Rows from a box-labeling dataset

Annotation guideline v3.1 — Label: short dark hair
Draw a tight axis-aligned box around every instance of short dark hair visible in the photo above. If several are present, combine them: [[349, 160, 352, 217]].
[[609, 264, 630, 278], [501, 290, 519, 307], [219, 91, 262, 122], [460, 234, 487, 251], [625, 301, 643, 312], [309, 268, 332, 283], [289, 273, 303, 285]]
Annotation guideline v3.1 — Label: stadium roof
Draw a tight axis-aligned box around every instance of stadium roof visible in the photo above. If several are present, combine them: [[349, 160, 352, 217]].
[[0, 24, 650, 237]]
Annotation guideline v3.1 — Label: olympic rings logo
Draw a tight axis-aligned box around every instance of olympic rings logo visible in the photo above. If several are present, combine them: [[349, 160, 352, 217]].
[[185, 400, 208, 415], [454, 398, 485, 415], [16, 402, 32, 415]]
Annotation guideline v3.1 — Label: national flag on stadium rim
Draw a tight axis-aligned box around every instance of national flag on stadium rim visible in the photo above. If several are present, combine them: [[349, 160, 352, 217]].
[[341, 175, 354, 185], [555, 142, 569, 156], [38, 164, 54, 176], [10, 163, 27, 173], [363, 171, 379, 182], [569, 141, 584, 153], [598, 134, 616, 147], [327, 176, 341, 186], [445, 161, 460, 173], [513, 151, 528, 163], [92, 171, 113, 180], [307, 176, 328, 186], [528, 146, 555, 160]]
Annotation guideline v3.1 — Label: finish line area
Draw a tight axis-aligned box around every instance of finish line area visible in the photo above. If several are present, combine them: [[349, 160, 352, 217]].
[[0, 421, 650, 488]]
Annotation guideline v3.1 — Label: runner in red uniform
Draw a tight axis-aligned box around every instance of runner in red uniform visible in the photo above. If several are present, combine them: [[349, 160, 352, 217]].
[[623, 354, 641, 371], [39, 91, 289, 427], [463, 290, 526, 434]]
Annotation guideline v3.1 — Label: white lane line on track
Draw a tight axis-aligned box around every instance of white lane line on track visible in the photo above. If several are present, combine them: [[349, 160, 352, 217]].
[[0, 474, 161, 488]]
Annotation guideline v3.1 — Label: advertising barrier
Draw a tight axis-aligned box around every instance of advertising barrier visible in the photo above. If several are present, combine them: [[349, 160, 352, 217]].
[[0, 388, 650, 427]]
---
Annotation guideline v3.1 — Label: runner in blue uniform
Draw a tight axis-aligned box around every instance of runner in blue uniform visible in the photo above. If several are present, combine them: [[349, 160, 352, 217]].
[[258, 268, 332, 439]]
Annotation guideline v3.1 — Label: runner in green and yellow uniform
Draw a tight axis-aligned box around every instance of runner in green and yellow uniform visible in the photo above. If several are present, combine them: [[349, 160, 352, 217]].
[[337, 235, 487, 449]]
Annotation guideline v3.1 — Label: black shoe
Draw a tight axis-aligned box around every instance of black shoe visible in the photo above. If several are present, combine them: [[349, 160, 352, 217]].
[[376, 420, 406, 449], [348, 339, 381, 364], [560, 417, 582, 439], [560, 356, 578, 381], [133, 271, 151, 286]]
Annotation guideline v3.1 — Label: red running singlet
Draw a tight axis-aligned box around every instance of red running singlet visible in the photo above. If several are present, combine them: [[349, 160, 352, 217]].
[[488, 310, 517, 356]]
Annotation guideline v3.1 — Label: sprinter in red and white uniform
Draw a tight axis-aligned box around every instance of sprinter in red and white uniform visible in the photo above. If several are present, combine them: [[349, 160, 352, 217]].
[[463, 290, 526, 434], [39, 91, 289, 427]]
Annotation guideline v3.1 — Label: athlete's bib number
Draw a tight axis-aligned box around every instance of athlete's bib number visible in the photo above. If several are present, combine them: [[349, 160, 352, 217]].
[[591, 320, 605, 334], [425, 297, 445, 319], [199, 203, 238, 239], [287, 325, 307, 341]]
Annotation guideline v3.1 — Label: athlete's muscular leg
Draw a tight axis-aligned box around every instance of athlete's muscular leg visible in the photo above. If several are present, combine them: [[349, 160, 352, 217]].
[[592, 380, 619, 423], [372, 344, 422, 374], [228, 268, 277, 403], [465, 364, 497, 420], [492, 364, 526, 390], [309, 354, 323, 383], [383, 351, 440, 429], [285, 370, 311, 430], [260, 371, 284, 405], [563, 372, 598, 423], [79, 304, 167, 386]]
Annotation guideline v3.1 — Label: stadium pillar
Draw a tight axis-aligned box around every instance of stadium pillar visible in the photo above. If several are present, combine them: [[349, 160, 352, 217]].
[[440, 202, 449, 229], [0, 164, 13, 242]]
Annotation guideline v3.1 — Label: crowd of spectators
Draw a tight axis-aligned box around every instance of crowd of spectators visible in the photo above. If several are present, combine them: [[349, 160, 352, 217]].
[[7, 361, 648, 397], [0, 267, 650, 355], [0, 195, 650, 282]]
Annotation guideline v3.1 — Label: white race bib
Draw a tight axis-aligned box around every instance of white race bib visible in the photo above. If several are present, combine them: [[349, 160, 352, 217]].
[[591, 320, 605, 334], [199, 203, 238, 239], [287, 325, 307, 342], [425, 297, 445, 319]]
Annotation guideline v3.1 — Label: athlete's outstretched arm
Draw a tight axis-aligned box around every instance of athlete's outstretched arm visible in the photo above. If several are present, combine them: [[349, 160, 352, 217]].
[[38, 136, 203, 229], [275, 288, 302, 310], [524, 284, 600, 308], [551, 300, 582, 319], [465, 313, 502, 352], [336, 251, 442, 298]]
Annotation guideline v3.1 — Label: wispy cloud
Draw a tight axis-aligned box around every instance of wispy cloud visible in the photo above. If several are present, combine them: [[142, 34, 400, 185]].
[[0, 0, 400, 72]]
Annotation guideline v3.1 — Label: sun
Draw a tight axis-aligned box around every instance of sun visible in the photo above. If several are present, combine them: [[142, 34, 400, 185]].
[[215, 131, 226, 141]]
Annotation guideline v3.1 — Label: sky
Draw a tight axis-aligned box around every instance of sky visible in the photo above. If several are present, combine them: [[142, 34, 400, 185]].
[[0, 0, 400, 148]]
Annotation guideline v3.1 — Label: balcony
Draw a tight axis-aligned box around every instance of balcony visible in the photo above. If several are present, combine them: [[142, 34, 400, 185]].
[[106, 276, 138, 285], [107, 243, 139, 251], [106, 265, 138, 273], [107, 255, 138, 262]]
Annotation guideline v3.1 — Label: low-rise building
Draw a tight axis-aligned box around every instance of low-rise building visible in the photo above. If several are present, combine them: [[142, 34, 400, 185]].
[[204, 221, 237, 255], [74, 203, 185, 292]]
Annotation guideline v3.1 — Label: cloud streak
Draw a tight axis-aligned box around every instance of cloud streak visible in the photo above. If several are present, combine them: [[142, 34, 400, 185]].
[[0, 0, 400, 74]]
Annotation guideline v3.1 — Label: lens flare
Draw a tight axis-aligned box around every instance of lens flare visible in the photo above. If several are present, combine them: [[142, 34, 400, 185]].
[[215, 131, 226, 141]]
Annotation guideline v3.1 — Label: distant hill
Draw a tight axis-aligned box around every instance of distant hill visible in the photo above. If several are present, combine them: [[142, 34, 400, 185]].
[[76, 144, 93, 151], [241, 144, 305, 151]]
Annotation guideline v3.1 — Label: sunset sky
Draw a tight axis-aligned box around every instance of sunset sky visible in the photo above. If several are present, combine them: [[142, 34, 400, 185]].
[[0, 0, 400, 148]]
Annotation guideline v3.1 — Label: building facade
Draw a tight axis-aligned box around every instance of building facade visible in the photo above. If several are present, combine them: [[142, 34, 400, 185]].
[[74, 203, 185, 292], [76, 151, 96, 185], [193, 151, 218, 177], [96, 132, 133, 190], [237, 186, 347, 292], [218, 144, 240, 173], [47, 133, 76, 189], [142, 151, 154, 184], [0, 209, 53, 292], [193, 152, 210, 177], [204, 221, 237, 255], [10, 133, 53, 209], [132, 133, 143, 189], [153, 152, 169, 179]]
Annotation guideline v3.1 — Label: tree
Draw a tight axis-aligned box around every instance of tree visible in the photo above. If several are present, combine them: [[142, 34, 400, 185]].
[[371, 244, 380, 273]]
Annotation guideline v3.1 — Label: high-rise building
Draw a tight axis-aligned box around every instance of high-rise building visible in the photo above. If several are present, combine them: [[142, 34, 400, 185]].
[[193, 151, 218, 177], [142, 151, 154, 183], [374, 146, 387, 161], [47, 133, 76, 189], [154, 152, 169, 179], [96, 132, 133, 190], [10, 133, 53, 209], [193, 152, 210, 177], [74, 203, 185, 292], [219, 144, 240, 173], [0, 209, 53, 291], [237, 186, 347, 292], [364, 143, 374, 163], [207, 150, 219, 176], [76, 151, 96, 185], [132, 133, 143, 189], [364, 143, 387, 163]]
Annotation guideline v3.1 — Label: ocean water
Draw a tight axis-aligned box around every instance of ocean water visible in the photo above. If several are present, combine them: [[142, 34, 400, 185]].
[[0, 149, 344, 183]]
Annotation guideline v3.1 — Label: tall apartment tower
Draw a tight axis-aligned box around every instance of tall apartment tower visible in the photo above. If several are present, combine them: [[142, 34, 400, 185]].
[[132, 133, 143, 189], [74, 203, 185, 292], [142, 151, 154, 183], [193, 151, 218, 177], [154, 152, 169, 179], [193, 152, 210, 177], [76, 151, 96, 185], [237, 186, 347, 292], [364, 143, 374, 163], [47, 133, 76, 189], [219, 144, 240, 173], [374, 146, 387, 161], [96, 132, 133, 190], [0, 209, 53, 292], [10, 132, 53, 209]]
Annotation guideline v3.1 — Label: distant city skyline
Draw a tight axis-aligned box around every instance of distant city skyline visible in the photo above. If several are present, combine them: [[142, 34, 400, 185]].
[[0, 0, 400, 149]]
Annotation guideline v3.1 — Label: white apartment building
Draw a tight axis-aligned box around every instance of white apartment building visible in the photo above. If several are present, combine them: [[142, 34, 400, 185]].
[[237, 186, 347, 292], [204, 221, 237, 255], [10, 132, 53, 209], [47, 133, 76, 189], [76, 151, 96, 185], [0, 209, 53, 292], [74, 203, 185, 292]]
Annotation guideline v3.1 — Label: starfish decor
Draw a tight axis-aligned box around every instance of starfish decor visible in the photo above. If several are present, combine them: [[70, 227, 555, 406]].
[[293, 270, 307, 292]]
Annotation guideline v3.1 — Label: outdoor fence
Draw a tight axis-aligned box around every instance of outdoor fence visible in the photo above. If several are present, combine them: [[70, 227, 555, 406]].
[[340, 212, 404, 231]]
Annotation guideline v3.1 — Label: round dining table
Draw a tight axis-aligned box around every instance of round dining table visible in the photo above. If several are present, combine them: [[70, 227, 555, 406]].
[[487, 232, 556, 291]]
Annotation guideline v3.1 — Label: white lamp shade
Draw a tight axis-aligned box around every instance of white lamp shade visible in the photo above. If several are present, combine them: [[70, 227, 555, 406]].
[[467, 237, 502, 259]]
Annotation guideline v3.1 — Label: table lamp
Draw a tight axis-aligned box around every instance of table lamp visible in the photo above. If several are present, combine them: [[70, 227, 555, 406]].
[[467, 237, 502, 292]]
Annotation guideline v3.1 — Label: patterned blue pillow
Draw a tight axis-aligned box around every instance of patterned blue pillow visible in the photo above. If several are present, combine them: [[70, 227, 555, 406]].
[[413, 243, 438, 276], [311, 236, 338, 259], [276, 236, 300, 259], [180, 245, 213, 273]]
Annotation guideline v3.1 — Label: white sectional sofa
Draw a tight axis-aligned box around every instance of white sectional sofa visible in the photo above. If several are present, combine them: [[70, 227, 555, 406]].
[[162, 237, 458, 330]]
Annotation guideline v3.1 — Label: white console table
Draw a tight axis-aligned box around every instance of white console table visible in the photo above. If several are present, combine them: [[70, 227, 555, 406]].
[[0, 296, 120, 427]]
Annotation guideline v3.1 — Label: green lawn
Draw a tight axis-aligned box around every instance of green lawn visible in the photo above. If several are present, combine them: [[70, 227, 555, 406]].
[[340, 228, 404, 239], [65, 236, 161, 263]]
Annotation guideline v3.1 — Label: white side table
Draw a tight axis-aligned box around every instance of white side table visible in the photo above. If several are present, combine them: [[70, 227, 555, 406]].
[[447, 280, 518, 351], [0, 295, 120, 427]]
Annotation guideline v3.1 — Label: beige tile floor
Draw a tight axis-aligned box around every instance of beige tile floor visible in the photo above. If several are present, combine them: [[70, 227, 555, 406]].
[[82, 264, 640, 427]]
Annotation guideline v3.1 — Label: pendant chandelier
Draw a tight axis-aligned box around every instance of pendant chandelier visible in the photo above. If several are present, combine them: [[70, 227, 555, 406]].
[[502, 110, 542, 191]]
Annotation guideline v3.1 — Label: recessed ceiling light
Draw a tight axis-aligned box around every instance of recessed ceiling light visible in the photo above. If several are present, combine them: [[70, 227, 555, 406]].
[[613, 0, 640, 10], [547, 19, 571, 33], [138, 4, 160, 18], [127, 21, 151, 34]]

*Task to carry out*:
Write out the lines from the one containing "Annotation guideline v3.1 — Label: green lawn" through the one containing "[[447, 280, 518, 351], [0, 295, 120, 427]]", substituting "white end table" for "white side table" and keeping everything else the same.

*Full response*:
Annotation guideline v3.1 — Label: green lawn
Draw a tight axis-aligned box around every instance of green lawn visible in the photo above. If several are present, combine them: [[70, 227, 555, 406]].
[[340, 228, 404, 239], [65, 236, 161, 263]]
Annotation guideline v3.1 — Label: white end table
Draw a tight axis-aligned box around every instance of white end table visible in the photo above. If several are present, combine them: [[70, 227, 555, 406]].
[[447, 280, 518, 351], [0, 295, 120, 427]]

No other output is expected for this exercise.